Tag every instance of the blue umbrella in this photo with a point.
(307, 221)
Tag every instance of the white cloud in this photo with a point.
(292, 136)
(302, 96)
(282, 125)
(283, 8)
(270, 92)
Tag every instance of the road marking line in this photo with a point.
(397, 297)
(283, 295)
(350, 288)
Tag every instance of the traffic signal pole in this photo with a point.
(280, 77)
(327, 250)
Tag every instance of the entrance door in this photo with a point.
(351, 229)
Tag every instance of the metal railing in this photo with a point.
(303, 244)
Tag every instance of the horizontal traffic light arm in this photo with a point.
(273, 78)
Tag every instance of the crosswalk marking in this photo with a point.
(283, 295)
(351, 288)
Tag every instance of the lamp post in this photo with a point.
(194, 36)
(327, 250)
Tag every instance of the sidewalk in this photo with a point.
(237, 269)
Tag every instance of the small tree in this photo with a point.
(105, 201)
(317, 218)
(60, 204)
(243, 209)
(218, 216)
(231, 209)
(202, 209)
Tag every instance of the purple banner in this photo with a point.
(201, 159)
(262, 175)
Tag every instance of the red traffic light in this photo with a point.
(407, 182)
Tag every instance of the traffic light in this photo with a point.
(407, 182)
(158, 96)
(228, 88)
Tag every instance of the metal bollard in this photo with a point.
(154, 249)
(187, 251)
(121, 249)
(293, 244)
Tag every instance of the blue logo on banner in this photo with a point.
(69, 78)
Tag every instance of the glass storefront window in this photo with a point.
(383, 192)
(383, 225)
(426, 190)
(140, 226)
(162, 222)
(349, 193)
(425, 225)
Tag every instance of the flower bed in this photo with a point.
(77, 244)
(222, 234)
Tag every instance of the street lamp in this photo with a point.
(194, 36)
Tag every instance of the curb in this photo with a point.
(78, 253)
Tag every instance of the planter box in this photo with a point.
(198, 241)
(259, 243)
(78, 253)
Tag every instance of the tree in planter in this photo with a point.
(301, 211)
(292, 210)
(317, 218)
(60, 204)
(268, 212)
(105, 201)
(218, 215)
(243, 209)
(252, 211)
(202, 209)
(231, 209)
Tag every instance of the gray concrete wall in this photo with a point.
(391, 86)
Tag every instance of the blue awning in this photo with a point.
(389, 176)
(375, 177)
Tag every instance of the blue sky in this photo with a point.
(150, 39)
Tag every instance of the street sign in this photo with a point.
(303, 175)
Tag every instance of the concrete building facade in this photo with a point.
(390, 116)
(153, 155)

### [TASK OBJECTIVE]
Copy the listing word for word, starting at the line containing "Tag every instance of the planter" and ending at the end of the listing.

### [ANSWER BELOW]
Tag every instance of the planter box in this photo with a point.
(198, 241)
(259, 243)
(78, 253)
Tag every instance of the tree in planter in this photo with a point.
(301, 211)
(292, 210)
(317, 218)
(60, 204)
(268, 212)
(105, 201)
(218, 215)
(243, 209)
(252, 211)
(202, 209)
(231, 209)
Tag every instance of the gray concrete wall in this photo with a point.
(391, 86)
Tag every instance of the blue awning in this photo with a point.
(389, 176)
(375, 177)
Tag every instance of the blue sky in this photo with a point.
(150, 39)
Tag every instance of the street sign in this photo with a point.
(303, 175)
Tag every instance of the concrete building facade in this photo with a point.
(390, 116)
(153, 155)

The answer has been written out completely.